Selected text =>
^^^^^^^^
CIKM AnalytiCup 2017: Lazada Product Title Quality Challenge

Organized by hadylauw - Current server time: Dec. 15, 2018, 4:44 a.m. UTC

First phase

Phase 1: Validation Leaderboard
May 1, 2017, midnight UTC

End

Competition Ends
Aug. 7, 2017, 11:59 p.m. UTC

On Lazada, we have millions of products across thousands of categories. To stand out from the crowd, sellers employ creative, sometimes disruptive efforts to improve their search relevancy or attract the attention of customers. Product titles like "hot sexy red clutch rug sack travel backpack unisex cheap with free gift" degenerate user experience by cluttering the site with irrelevant, misleading titles.

In this Product Title Quality Challenge, we provide you with a set of product titles, description, and attributes, together with the associated title quality scores (clarity and conciseness) as labeled by Lazada's internal QC team. Your task is to build a product title quality model that can automatically grade the clarity and the conciseness of a product title.

This challenge is a part of the CIKM AnalytiCup 2017 co-arranged as part of the ACM CIKM 2017 conference. The reports of the semi-finalist teams will be publicly released online. We also invite the finalists (top 3 teams) and potentially some semi-finalists as well to present their approaches at the CIKM AnalytiCup Workshop on November 6 in Singapore.  

Let's work together to free Lazada from poor quality titles and return us to a state of clean and relevant product titles.
^^^^^^^^
What to do => Copy out the Lazada product title challenge page word for word.

Data block =>
^^^^^^^^
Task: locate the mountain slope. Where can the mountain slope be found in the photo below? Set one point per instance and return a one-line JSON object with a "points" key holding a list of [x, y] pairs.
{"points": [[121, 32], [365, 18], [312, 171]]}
^^^^^^^^
Worked solution =>
CIKM AnalytiCup 2017: Lazada Product Title Quality Challenge

Organized by hadylauw - Current server time: Dec. 15, 2018, 4:44 a.m. UTC

First phase

Phase 1: Validation Leaderboard
May 1, 2017, midnight UTC

End

Competition Ends
Aug. 7, 2017, 11:59 p.m. UTC

On Lazada, we have millions of products across thousands of categories. To stand out from the crowd, sellers employ creative, sometimes disruptive efforts to improve their search relevancy or attract the attention of customers. Product titles like "hot sexy red clutch rug sack travel backpack unisex cheap with free gift" degenerate user experience by cluttering the site with irrelevant, misleading titles.

In this Product Title Quality Challenge, we provide you with a set of product titles, description, and attributes, together with the associated title quality scores (clarity and conciseness) as labeled by Lazada's internal QC team. Your task is to build a product title quality model that can automatically grade the clarity and the conciseness of a product title.

This challenge is a part of the CIKM AnalytiCup 2017 co-arranged as part of the ACM CIKM 2017 conference. The reports of the semi-finalist teams will be publicly released online. We also invite the finalists (top 3 teams) and potentially some semi-finalists as well to present their approaches at the CIKM AnalytiCup Workshop on November 6 in Singapore.  

Let's work together to free Lazada from poor quality titles and return us to a state of clean and relevant product titles.